* [Aim] Rewrite the items below, from the line containing "I'd be grateful if you could point out where the range" through the line containing "12, 367, 236, 419", inclusive, as a Markdown table with the columns Index and Text, numbering each row and omitting blank lines.

* [Raw records]
---------------
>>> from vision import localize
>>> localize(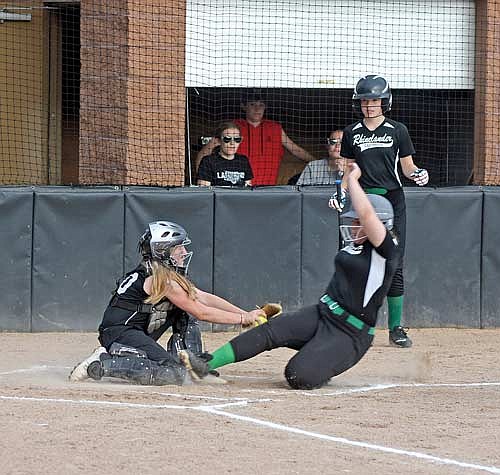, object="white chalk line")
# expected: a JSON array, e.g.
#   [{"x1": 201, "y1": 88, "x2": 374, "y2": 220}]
[
  {"x1": 0, "y1": 365, "x2": 72, "y2": 376},
  {"x1": 194, "y1": 407, "x2": 500, "y2": 474},
  {"x1": 152, "y1": 391, "x2": 277, "y2": 403},
  {"x1": 0, "y1": 396, "x2": 254, "y2": 410},
  {"x1": 0, "y1": 383, "x2": 500, "y2": 474}
]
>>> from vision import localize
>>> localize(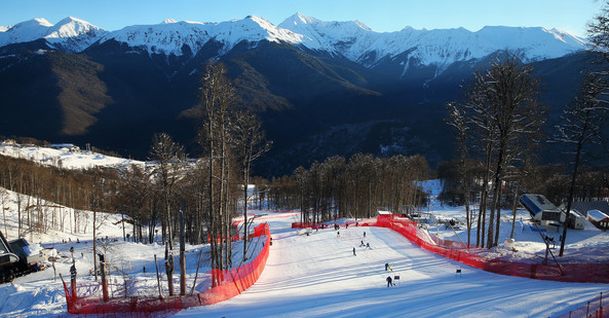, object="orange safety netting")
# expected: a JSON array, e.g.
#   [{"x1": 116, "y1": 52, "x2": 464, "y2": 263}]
[
  {"x1": 64, "y1": 223, "x2": 271, "y2": 315},
  {"x1": 371, "y1": 215, "x2": 609, "y2": 283}
]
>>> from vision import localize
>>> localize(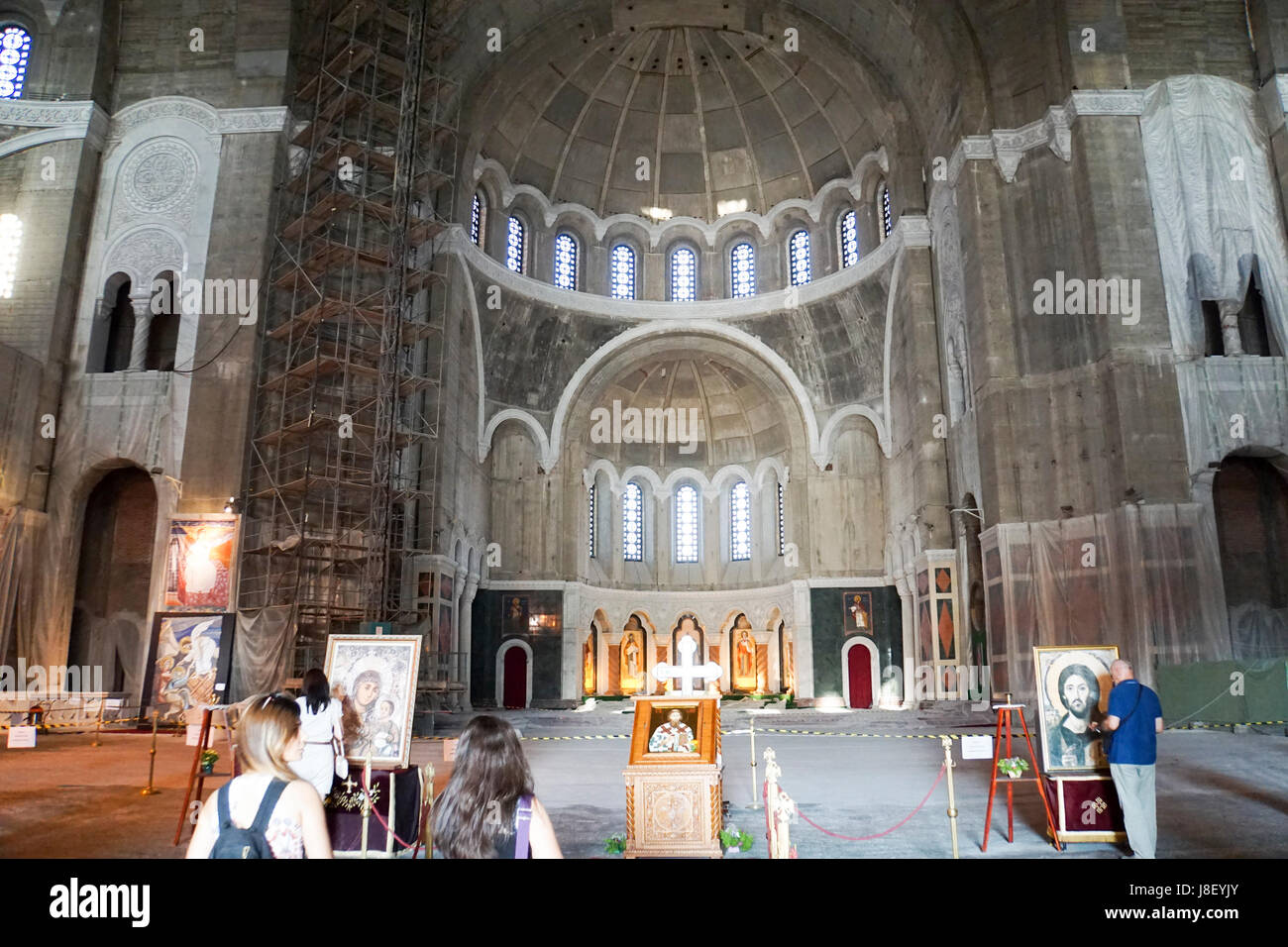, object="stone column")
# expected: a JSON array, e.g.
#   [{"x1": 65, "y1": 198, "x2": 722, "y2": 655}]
[
  {"x1": 130, "y1": 291, "x2": 152, "y2": 371},
  {"x1": 458, "y1": 574, "x2": 480, "y2": 711},
  {"x1": 1216, "y1": 299, "x2": 1243, "y2": 356}
]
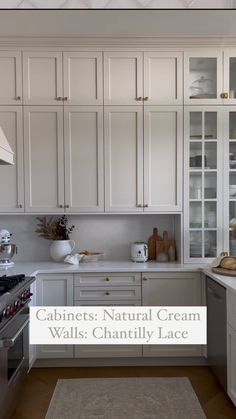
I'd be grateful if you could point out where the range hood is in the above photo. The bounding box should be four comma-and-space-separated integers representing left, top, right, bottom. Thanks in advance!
0, 127, 14, 164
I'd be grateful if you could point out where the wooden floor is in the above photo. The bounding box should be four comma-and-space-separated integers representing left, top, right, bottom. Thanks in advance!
12, 367, 236, 419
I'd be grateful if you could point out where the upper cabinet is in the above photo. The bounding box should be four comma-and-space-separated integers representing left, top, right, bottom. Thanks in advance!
184, 50, 223, 105
104, 52, 183, 105
0, 51, 22, 105
23, 51, 103, 105
23, 51, 63, 105
63, 52, 103, 105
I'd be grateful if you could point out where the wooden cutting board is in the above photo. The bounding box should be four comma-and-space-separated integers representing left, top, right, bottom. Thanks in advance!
211, 268, 236, 276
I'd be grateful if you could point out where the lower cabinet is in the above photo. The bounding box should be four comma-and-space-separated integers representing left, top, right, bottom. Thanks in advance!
142, 272, 202, 357
36, 274, 73, 359
74, 273, 142, 358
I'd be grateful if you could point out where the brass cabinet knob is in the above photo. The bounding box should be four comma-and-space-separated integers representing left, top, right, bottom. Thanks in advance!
220, 92, 229, 99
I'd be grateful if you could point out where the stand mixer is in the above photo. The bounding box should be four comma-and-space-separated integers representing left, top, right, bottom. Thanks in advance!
0, 230, 17, 266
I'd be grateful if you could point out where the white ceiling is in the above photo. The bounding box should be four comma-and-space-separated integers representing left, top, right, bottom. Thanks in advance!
0, 9, 236, 37
0, 0, 235, 9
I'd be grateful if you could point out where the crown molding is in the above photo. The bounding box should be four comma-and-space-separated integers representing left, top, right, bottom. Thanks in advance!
0, 37, 236, 49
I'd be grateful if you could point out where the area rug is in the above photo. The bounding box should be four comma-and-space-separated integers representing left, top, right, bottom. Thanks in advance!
45, 377, 206, 419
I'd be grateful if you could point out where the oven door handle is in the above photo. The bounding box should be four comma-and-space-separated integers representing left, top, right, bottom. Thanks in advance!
0, 318, 29, 349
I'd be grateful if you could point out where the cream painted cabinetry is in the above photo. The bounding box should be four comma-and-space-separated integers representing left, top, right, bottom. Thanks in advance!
142, 272, 203, 357
104, 51, 183, 106
24, 106, 104, 213
74, 273, 142, 358
0, 107, 24, 213
104, 106, 182, 212
23, 51, 102, 105
226, 290, 236, 406
36, 273, 73, 358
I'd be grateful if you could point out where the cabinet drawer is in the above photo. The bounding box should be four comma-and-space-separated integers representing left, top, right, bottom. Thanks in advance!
227, 291, 236, 330
74, 286, 141, 301
74, 273, 141, 287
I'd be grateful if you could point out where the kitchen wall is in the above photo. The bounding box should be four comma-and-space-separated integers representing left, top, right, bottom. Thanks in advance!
0, 214, 180, 261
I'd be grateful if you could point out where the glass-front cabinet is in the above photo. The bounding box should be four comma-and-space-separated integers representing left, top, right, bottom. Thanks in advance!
184, 106, 222, 262
184, 50, 223, 105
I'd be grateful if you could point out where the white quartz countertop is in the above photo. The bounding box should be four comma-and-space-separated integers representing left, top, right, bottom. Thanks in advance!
0, 261, 202, 276
0, 261, 236, 293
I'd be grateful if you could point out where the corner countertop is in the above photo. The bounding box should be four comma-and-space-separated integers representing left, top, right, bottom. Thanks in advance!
0, 261, 202, 276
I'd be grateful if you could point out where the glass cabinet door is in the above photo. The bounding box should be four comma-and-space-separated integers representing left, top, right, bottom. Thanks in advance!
185, 51, 222, 105
184, 106, 222, 262
224, 48, 236, 105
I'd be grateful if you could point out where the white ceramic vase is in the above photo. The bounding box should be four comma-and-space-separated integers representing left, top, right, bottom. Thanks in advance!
50, 240, 75, 262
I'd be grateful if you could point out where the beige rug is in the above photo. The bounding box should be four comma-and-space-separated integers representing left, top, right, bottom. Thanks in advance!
45, 378, 206, 419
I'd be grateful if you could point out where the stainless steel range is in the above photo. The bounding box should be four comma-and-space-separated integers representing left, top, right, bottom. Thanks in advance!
0, 275, 35, 419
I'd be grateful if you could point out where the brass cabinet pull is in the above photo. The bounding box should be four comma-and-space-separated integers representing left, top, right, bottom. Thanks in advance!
220, 92, 229, 99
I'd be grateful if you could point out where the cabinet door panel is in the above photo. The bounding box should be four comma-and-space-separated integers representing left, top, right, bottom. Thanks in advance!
64, 106, 104, 212
0, 106, 24, 212
24, 106, 64, 212
36, 274, 73, 358
144, 106, 182, 212
142, 272, 202, 357
104, 52, 143, 105
23, 52, 62, 105
104, 106, 143, 212
144, 52, 183, 105
0, 51, 22, 105
63, 52, 103, 105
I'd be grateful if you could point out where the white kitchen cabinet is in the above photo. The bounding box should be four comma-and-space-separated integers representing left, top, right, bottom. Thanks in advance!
63, 51, 103, 105
0, 106, 24, 213
36, 273, 73, 358
0, 51, 22, 106
74, 272, 142, 358
184, 106, 223, 262
64, 106, 104, 212
184, 49, 223, 105
104, 51, 183, 105
142, 272, 202, 357
143, 106, 183, 212
104, 106, 143, 212
23, 51, 63, 105
104, 106, 182, 212
143, 51, 183, 105
227, 290, 236, 406
24, 106, 64, 213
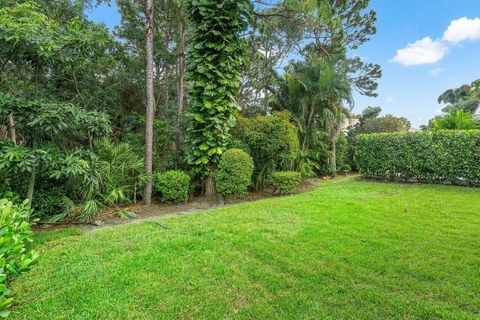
---------------
* [Finished exercise]
| Index | Text |
|---|---|
| 1 | I'd be grateful if you could point out where the range hood is in the above photo. The bounding box should be four comma-and-space-separated integers representing left, top, right, bottom. Thanks in advance! |
| 2 | 0, 127, 14, 164 |
| 3 | I'd be grateful if you could point out where the wooden floor is in the above photo. The bounding box should be four comma-and-space-separated integers representing left, top, right, bottom. Thanks in advance! |
| 4 | 12, 367, 236, 419 |